# Page excerpt
Energy policy: a case study in political failure

Natural reserves: vast open cut coal mines are part of Australia’s enviable energy resources. Credit: CSIRO

Australia illustrates all that can go wrong with bad planning, poor decision making and putting politics ahead of the national interest, writes Geoff Kitney.

It is not only its climate and beaches that make Australia the envy of the world. Since the seventies’ oil crisis, Australia has also been envied for its abundant reserves of energy resources.

Australia is the world’s largest exporter of natural gas and has the world’s 12th largest natural gas reserves. It has the fourth largest coal reserves and has unlimited potential for renewable energy from sun and wind.

With a small population on a vast, resource-rich continent, Australia is a leading supplier of energy to the world.

So it comes as an almighty shock to ordinary Australians to discover that, in the coming southern winter, they might not be able to turn on their gas heaters.

Just as it came as a shock in the recent summer of record temperatures that Australians were unable to turn on their air conditioners and fans.

And when they got their electricity and gas bills, consumers were shocked further by steep increases.

More seriously, Australia’s now expensive energy is hitting Australian industry with predictions that energy costs will drive businesses into bankruptcy and damage foreign investment, leading to widespread job losses in an economy with already rising unemployment.

The reason? Unfathomably, Australia has an energy supply crisis.

There is even a suggestion that it might be necessary to build a re-import facility to ship gas back to Australia from Japan to meet domestic needs

So serious is the crisis that the conservative federal government has just announced that it is considering using constitutional powers to take control of elements of the energy generation and supply network. This includes possibly imposing mandatory requirements on private gas producing companies to direct gas supplies to the domestic market, instead of export.

The government is even proposing that it might be forced to publicly invest more than A$2 billion to expand the 1950s Snowy Mountains Hydro-electric Scheme to avert a long-term energy supply crisis.

How has a country so blessed with energy resources come to this sorry state of affairs?

Put simply, it is because of a massive failure of policy and politics.

Australia – instead of being the envy of the world for both energy self-reliance and wealth from energy exports – is now a case study in all that can go wrong with bad planning, poor decision making and putting politics ahead of the national interest.

For the past two decades, Australian energy policy has been the plaything of politics. In the assumption that Australia could never run short of energy, the chief interest in energy policy has been in political point scoring and ideological games.

With little attention being paid to the long-term consequences for secure energy supplies, energy policy has been used for experiments with privatisation, for power struggles between state governments and between states and the national government and for ideological battles over climate change and the development of renewable energy resources.

What had initially been seen as a bold plan to create an integrated, privatised, east coast energy market has become a hodge-podge of uncoordinated, extremely expensive and utterly dysfunctional systems – problems exacerbated by precipitate, ad hoc policy changes.

At the core of these problems is Australia’s cumbersome federal system which shares key powers between the Commonwealth government based in Canberra and six states and two territory governments each with their own state governments and bureaucracies.

For the past two decades, Australian energy policy has been the plaything of politics

There is a great irony in this for Europeans.

# Source data
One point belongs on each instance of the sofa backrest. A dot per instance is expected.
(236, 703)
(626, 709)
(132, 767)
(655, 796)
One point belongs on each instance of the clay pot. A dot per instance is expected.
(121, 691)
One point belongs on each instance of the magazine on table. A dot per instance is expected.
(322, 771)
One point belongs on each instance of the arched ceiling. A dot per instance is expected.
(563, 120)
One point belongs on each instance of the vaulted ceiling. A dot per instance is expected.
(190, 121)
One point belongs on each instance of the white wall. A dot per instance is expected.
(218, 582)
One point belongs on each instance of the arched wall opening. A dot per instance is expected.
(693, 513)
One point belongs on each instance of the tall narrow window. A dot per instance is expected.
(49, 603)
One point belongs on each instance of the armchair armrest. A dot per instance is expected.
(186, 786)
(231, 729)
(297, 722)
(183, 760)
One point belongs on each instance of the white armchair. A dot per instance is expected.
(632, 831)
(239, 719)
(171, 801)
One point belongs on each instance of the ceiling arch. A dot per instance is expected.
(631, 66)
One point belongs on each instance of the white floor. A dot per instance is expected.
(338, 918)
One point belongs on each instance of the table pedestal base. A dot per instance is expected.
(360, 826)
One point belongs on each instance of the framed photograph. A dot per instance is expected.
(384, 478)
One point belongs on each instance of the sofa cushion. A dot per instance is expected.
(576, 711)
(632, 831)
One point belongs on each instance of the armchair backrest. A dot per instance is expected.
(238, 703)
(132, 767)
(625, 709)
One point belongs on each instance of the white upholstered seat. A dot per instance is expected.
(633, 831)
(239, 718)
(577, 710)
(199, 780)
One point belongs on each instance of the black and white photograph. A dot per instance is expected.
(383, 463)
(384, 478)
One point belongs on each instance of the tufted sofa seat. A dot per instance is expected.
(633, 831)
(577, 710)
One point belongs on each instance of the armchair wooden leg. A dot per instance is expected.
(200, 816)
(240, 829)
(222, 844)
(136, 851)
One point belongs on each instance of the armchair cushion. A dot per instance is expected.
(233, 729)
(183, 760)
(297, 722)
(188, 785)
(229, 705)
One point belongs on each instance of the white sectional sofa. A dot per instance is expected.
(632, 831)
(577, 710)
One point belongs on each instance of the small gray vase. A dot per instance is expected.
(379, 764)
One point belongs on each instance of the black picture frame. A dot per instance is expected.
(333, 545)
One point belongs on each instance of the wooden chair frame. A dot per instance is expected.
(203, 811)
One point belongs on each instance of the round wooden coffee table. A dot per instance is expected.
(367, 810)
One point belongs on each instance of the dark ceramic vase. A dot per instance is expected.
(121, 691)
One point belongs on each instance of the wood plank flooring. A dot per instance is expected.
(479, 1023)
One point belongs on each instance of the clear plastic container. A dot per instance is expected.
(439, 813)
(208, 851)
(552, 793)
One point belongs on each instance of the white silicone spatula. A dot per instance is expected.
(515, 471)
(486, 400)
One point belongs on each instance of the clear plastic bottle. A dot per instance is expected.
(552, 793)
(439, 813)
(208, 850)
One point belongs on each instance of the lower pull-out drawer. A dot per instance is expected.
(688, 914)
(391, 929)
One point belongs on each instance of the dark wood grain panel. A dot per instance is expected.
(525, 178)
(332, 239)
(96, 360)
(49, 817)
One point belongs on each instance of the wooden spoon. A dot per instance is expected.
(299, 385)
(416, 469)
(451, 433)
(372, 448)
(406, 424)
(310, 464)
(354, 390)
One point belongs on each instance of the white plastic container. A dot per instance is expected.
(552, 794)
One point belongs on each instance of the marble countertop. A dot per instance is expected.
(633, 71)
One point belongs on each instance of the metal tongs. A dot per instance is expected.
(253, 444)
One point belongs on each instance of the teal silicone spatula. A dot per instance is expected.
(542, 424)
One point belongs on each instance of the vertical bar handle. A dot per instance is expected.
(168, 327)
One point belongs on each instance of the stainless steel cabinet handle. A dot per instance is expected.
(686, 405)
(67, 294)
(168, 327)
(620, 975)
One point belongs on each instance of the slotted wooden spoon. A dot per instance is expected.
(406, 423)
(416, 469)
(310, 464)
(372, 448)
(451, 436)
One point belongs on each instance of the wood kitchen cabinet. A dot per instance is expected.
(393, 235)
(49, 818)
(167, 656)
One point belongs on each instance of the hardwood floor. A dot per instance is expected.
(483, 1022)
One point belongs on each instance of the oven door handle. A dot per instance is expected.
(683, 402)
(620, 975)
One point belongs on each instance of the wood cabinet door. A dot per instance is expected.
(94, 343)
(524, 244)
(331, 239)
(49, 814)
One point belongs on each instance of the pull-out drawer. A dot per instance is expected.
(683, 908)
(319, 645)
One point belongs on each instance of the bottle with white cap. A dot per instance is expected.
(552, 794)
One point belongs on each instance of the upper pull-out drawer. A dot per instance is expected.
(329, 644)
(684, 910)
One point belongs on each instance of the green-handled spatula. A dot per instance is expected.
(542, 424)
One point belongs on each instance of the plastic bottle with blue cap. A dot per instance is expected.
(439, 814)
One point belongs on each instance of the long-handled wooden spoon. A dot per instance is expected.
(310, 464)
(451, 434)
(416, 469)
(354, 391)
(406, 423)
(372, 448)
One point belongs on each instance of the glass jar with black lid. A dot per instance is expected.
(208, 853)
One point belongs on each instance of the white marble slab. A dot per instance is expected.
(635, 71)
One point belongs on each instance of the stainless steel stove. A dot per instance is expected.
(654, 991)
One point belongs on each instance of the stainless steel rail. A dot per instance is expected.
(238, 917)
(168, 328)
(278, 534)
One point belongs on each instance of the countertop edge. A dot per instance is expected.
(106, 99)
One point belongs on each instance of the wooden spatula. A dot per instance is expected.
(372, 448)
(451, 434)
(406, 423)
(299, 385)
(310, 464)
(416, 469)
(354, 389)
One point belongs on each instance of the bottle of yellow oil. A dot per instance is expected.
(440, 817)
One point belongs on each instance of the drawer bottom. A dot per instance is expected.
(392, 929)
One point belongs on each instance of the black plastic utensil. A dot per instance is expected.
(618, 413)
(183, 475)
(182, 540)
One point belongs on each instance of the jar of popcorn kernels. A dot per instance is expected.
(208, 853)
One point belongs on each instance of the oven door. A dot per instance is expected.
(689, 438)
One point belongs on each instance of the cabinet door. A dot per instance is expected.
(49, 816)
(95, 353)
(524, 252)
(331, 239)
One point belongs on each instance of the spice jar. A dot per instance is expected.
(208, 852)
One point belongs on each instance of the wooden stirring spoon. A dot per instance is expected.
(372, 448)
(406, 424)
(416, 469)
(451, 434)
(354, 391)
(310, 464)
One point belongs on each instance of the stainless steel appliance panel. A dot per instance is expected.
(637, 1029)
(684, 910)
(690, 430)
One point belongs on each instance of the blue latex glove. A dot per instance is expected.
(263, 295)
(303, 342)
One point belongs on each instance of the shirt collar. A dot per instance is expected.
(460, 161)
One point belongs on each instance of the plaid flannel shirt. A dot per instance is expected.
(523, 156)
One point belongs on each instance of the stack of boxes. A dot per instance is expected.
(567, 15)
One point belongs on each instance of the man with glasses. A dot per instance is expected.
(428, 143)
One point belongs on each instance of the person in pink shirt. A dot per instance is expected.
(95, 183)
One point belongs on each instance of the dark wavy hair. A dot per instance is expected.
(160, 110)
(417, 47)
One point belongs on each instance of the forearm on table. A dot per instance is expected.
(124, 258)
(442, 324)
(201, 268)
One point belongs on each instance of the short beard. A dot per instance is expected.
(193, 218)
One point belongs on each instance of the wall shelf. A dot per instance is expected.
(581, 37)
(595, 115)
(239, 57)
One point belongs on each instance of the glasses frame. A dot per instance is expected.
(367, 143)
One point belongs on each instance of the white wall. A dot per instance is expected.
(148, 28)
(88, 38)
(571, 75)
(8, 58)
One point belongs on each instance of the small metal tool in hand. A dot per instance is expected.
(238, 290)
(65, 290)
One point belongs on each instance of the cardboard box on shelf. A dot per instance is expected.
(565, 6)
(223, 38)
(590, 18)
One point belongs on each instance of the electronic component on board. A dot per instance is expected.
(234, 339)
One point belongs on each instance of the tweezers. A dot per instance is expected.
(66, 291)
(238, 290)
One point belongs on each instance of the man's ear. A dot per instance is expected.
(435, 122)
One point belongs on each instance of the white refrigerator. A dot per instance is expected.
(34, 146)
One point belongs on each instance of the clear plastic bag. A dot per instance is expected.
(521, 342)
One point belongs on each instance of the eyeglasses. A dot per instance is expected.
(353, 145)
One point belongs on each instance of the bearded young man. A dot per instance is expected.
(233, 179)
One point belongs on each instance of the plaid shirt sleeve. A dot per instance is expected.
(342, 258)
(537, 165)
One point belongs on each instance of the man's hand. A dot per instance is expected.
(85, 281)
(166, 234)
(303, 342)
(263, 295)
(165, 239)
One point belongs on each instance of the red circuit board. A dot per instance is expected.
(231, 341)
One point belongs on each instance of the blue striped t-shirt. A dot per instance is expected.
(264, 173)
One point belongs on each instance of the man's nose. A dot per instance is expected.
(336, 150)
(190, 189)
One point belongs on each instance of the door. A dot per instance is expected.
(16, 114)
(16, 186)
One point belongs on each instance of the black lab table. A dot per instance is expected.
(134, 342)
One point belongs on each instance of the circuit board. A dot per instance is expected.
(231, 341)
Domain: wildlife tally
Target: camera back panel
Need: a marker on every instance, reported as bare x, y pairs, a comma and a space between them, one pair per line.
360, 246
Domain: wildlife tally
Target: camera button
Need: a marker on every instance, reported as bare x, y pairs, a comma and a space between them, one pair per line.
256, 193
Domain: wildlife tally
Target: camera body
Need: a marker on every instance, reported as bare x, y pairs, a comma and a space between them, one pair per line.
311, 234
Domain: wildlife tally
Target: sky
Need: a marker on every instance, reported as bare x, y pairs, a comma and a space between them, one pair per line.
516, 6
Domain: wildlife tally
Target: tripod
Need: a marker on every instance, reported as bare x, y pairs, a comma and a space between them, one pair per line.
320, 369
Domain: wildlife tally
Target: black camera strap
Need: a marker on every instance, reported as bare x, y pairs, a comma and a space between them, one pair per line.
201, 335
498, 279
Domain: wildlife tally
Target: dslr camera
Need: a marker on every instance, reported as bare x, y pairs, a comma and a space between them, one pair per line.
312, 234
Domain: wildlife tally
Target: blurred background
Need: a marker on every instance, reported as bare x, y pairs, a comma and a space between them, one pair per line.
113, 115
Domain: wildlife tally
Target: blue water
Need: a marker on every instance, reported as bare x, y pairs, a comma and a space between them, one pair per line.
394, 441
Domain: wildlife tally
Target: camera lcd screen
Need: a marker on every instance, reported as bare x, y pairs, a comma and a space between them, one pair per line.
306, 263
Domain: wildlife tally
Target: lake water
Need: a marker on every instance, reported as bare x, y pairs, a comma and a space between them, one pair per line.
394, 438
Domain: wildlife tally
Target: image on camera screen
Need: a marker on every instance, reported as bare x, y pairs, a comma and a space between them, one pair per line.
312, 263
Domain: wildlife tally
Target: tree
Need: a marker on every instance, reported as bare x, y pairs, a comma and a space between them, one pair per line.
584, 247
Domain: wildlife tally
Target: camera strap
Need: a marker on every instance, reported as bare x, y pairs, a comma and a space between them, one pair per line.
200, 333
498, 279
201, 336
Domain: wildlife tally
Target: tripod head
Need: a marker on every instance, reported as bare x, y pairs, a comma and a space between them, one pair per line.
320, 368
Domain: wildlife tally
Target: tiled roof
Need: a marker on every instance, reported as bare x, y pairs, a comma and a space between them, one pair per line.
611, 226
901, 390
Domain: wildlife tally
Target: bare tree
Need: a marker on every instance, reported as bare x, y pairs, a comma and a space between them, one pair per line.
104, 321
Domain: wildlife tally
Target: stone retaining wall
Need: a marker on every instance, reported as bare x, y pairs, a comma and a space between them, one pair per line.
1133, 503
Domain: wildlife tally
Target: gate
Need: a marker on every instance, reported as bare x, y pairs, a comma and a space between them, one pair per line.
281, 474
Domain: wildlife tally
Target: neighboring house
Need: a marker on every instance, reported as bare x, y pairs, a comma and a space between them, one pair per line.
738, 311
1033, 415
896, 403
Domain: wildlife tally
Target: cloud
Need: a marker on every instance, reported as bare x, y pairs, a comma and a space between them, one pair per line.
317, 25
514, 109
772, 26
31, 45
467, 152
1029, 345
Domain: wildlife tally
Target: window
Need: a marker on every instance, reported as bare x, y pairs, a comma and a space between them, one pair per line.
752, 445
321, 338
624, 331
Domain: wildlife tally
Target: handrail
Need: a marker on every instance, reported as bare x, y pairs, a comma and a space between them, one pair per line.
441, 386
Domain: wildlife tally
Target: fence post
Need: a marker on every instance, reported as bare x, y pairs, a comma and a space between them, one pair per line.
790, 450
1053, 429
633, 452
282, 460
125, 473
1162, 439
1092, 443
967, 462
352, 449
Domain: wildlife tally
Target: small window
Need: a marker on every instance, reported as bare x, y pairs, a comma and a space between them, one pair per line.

# What you need to do
1) List every line in the entries that contains the word "vase". Case counts.
2) Please pick up the article on Australia's energy policy failure after its final sentence and continue writing it.

# Answer list
1)
One point belongs on each instance of the small gray vase. A dot per instance is expected.
One point belongs on each instance of the dark ceramic vase. A dot per instance is expected.

2)
Australian politicians over the decades have poked fun at Europe and Brussels, seen as a cumbersome and ultimately unworkable system. A recent long-serving prime minister, John Howard, even refused to acknowledge the legitimacy of the European Union (EU), preferring to deal with national governments rather than Brussels.

Yet, he presided over an Australian federal system every bit as messy and unmanageable as the EU, without any significant reform to it.

The energy crisis in Australia smashed into the national consciousness late last year when the state of South Australia was completely blacked out by a massive storm.

The state had moved to a heavy reliance on wind-power, which opponents of renewable energy blamed for the disaster. But it subsequently emerged that a privately owned gas-fired power station in the neighbouring state of Victoria, which should have provided backup power to keep the lights on, refused to do so because of the cost of firing up extra capacity.

The incident triggered ugly political recriminations – but also a realisation that there is a looming national shortage of gas for domestic use because the bulk of Australia’s gas production is exported.

Suddenly, it dawned on policy makers that so much gas is being exported that the looming winter demand in eastern Australia will be greater than the gas available for domestic use.

An emergency meeting of private gas company executives with the Prime Minister, Malcolm Turnbull, resulted in undertakings from two of the biggest – Shell and Origin Energy/ConocoPhillips Australia Pacific – to increase their production to try to avoid blackouts in Sydney, Melbourne, Brisbane and Adelaide – the big east coast cities.

Longer term, there is even a suggestion that it might be necessary to build a re-import facility to ship gas back to Australia from Japan to meet domestic needs.

But these are stop-gap measures and much bigger questions about the future of Australia’s energy system remain mired in domestic political partisanship over how best to deal with the now urgent challenge of developing a reliable domestic supply system, maintain Australia’s lucrative energy export industries and meet its international responsibilities to deal with climate change.

Disagreements about the appropriate balance between reliance on fossil fuels and shifting to renewable sources of energy also remain. There is a deep divide between Australian conservatives and progressives about how – or even whether – Australia should be making this transition, given the vast resources of fossil fuels yet to be exploited.

“It’s an unholy mess and it is going to be extremely difficult to sort it out,” a senior adviser on energy policy told Chief-Exec.com.

Meanwhile, tourist traffic from Australia to Europe this European summer might be much greater than usual if the heaters don’t work.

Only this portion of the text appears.